** TASK DIRECTIONS **
Copy the data precisely, keeping every character.

** RECORDS FOR THIS TASK **
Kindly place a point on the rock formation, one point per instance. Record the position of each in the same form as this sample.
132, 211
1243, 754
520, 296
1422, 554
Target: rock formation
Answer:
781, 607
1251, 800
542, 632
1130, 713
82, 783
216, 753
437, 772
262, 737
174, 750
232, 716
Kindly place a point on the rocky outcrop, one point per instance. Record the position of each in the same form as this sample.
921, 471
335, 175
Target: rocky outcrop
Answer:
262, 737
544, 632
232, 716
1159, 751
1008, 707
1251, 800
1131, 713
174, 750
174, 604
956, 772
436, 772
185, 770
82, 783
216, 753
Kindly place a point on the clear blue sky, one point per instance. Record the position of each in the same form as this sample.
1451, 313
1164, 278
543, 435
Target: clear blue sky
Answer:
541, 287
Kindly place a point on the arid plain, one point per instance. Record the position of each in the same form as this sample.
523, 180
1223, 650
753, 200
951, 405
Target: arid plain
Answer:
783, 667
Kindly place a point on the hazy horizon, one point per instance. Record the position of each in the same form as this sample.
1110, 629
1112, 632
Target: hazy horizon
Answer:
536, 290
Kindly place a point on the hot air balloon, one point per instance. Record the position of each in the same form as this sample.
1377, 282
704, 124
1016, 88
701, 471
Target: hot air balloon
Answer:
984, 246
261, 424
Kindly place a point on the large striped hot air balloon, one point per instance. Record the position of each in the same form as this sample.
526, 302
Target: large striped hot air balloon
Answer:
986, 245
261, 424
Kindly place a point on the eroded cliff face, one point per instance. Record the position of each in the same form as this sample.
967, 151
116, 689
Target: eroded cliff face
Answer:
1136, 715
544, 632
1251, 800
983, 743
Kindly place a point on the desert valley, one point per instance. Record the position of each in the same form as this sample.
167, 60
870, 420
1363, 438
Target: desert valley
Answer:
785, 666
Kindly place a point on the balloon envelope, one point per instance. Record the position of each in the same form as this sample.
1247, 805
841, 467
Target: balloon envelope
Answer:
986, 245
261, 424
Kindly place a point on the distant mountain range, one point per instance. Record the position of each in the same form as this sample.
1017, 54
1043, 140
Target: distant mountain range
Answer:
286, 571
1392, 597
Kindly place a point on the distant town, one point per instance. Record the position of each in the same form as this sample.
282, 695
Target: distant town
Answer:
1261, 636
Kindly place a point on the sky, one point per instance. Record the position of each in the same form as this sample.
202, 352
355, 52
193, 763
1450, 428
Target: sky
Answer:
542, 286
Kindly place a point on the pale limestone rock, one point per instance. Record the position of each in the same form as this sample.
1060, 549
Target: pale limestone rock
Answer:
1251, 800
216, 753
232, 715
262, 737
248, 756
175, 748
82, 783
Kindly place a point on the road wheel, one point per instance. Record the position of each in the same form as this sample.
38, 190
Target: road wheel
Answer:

** RESULT BELOW **
Kindly place a point on the rock formation, one point per instance. Record the position of each in the same form as this sample.
132, 211
1243, 754
520, 296
1422, 554
Target: rock formation
Answer:
781, 607
1251, 800
542, 632
1130, 713
82, 783
216, 753
437, 772
262, 737
174, 750
232, 716
Kindly place a point on the rocky outcrop, one point per instance. Record the position of each in the same form as this sample.
921, 471
335, 175
Target: rocky outcrop
Answer:
262, 737
544, 632
232, 716
1159, 751
1008, 707
1251, 800
1131, 713
174, 750
174, 604
956, 772
436, 772
185, 770
82, 783
216, 753
Kindly place a point on the clear blue sky, one point per instance. Record the position of each in the same form as this sample.
1451, 313
1164, 278
543, 435
Target: clear blue sky
Answer:
541, 287
Kindly place a point on the arid plain, one point per instance. Record the position of each in the same form as this sample.
523, 180
1223, 650
753, 200
951, 405
Target: arid plain
Answer:
783, 667
Kindly place a point on the hazy horizon, one point per instance. Record the position of each in the same form as this sample.
1110, 629
1112, 632
Target: hazy horizon
Answer:
536, 290
Kindly place a point on the hot air balloon, one point per instance. Record the position of each in the same form as this sample.
1377, 282
704, 124
1016, 88
701, 471
Target: hot air balloon
Answer:
984, 246
261, 424
Kindly place a point on the large striped hot air balloon, one point per instance. Record the position of each in the same form as this sample.
526, 302
Target: large striped hot air balloon
Answer:
986, 245
261, 424
Kindly place a point on the eroded cliff face, one point per instance. Record the position of each in the same form as this sample.
967, 151
116, 689
Target: eroded cliff face
Answer:
1136, 715
544, 632
1251, 800
983, 743
Kindly place a point on the desert valley, one point per instance. Record the position of each in the same form as this sample.
167, 60
870, 420
1363, 438
Target: desert valley
Answer:
785, 666
Kindly place a point on the balloon envelope, one point per instance. Record the position of each in the same form as this sample.
1247, 805
841, 467
Target: balloon envelope
Answer:
986, 245
261, 424
Kindly place a point on the distant mountain range, one point per instance. Record the position of each in the same form as this sample.
1017, 54
1043, 140
Target: distant mountain range
Answer:
286, 571
1392, 597
Kindly place a point on the distant town, one point per instance. Record the position of each in the same form as this sample.
282, 695
Target: distant town
Answer:
1261, 636
Kindly place a point on the sky, one point per instance. Record the position of each in the same form as this sample.
202, 352
355, 52
193, 763
1450, 428
Target: sky
Answer:
542, 286
Kindly place a point on the pale limestone rock, one point per instance. Record the position of each in the same form as this sample.
1060, 549
Target: pale limestone rock
Answer:
1251, 800
216, 753
232, 715
262, 737
248, 756
175, 748
82, 783
Kindly place a point on the road wheel, one point per instance. Record the position of each in the same form as this sample.
38, 190
Target: road wheel
Answer:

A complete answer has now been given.